= DOCUMENT SEGMENT =
Everyone is talking about AI but how can “artificial intelligence” be used for the common good and benefit social sector organizations? And how can we even approach the process of identifying relevant opportunities of AI – and also reflect possible risks especially for marginalized people? Aam Digital’s co-founder Sebastian has worked on these questions as an expert for Bertelsmann Foundation’s “reframeTech” program over the last 6 weeks.
Design Thinking process to identify pain points & solutions
In order to develop solutions that actually solve a real problem, the design (i.e. the research and idea generation) has to happen with the people who should use a solution in the future. This is essential when extending a platform like ours at Aam Digital, when developing a completely new solution – and also when introducing an existing tool newly in your organization.
“Design Thinking” is a concept that provides useful guidelines and structures for such a process. Our AI Tech Exploration built upon this methodology of the “double diamond”: exploring pain points broadly and then re-focusing on the highest priority, for which we then outlined a possible AI solution. The two diamonds – the problem space and the solution space – helped us focus on understanding the ground realities first instead of designing tech solutions just for technology’s sake.
In particular, we spent a lot of time talking to the team of our social sector partner, Ludwigsmühle. With video interviews and a week on site observing (or “shadowing”) counselors and therapists, we collected practical views and insights about the challenges of daily work. And we documented this on a virtual white board using mind maps and structures like a Service Blueprint.
Key for us was to interact with all the people that would be affected by a new technical system – both staff members and patients. And understand their routines as well as their emotions, concerns and hopes.

= RECORD EXCERPTS =
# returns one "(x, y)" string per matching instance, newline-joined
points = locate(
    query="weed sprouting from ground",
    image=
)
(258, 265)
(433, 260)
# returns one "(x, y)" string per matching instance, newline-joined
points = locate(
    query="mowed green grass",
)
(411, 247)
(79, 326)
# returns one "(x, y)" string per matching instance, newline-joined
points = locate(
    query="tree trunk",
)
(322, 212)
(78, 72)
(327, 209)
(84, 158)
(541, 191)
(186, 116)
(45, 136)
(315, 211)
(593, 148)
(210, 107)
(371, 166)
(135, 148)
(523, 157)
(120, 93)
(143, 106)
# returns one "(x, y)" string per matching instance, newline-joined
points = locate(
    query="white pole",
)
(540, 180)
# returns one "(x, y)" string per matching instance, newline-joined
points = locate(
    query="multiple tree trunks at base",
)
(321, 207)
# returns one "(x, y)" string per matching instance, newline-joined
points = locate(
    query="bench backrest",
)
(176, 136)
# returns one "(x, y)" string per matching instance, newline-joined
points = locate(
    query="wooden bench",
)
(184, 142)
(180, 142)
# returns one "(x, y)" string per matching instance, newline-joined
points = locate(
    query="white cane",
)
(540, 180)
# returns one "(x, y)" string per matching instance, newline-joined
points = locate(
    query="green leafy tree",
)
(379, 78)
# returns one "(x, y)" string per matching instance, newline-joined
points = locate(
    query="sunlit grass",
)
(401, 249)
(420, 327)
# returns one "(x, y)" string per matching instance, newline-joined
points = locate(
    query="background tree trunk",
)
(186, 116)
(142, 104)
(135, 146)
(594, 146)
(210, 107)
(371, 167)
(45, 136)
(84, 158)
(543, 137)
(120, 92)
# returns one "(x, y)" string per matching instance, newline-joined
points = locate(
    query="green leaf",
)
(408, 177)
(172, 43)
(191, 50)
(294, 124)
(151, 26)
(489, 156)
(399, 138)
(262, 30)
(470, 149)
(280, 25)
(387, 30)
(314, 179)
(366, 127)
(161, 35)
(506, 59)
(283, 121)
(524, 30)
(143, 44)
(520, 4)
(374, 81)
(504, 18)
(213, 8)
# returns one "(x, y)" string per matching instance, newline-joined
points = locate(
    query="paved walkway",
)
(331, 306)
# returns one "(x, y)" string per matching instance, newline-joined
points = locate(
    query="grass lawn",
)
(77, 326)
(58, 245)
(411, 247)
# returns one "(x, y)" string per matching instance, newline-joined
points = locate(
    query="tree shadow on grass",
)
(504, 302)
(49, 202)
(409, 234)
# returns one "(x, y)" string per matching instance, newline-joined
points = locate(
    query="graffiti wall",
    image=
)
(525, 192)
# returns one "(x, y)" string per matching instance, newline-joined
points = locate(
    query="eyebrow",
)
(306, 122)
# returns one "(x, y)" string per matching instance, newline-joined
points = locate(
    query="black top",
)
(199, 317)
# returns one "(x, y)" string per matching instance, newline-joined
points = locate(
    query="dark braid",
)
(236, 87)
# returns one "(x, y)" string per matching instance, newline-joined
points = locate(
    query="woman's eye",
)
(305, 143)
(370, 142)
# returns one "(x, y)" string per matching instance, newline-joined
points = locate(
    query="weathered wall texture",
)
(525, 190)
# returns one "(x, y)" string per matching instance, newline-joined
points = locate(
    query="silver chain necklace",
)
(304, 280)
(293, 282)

= WORK TO BE COMPLETED =
Reproduce the part of the Design Thinking article between "In particular, we" and "a Service Blueprint.", inclusive.

= RESPONSE TO THE EXERCISE =
In particular, we spent a lot of time talking to the team of our social sector partner, Ludwigsmühle. With video interviews and a week on site observing (or “shadowing”) counselors and therapists, we collected practical views and insights about the challenges of daily work. And we documented this on a virtual white board using mind maps and structures like a Service Blueprint.